__Document__
#####

ILGPU - Processing Data on your GPU (CUDA / OpenCL in C#)

10/28/2021

If you were plowing a field, which would you rather use two strong oxen or 1024 chicken? - Seymour Cray

This describes more or less what we gonna see in a few minutes. But before let's have a look at a few things so we understand better what is going on.

GPGPU

GPGPU stands for general-purpose computing in graphics processing unit. It was created from the first shader languages like OpenGL. Those were more or less restricted to the graphics pipeline to multiply matrices or change colors of a pixel. GPGPU in contrast is way more general 😉. It is mosed used for simulations. The advantage of a GPU is that it has thousands of core. In contrast to a CPU they are just not powerful. So one calculations takes way longer, but you make thousands of them at a time. Flynn's classification labels this as SIMD (Single Instruction Multiple Data).

Now two points which are very important:

  1. The problem has to be parallelizable
  2. The problem should be "big" enough"

What do I mean with the second point? Well if you want to calculate stuff on your GPU you first have to send the stuff to your GPU and back. That is a trade-off you have to make. And sending data back and forth just takes time. So if you have a small problem the overhead of sending data around can be multiple magnitude bigger.

#####

__Data shown__
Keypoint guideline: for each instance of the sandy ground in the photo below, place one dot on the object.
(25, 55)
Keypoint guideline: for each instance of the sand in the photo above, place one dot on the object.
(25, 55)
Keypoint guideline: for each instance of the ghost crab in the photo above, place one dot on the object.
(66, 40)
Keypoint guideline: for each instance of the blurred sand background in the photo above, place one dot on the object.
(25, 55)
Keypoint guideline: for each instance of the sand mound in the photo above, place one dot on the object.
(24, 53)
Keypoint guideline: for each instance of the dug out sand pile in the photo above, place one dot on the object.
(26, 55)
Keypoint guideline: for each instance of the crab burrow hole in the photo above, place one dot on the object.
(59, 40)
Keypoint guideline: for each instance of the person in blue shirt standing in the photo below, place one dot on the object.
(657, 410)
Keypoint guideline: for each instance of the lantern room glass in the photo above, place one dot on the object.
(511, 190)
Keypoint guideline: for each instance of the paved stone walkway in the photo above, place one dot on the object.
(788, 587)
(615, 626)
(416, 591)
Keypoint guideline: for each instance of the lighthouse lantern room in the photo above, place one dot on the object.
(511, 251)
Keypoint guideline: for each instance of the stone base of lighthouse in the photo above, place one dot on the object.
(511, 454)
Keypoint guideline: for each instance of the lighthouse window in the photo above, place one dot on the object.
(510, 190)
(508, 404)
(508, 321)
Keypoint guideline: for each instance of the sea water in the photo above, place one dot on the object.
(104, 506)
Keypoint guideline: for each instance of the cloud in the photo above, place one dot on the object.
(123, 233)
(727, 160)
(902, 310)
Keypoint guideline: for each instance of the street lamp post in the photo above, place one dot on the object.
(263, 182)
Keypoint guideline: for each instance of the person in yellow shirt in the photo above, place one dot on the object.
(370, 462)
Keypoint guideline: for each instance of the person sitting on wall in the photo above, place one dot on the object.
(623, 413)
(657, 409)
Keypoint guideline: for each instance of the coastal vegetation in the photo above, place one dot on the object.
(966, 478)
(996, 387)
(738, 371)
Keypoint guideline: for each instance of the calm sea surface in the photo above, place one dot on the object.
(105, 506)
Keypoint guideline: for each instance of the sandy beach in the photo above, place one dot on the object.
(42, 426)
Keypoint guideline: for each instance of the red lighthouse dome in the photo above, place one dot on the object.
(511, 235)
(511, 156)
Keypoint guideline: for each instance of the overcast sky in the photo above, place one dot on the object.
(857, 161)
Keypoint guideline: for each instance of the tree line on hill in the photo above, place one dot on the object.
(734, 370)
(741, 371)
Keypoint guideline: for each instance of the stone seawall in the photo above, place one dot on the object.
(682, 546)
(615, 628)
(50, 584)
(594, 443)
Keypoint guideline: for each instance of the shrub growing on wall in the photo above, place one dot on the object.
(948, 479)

#####

__Do this__
Please reproduce the ILGPU article word for word between "ILGPU - Processing" and "is going on.", inclusive.

__Response to the task__
ILGPU - Processing Data on your GPU (CUDA / OpenCL in C#)

10/28/2021

If you were plowing a field, which would you rather use two strong oxen or 1024 chicken? - Seymour Cray

This describes more or less what we gonna see in a few minutes. But before let's have a look at a few things so we understand better what is going on.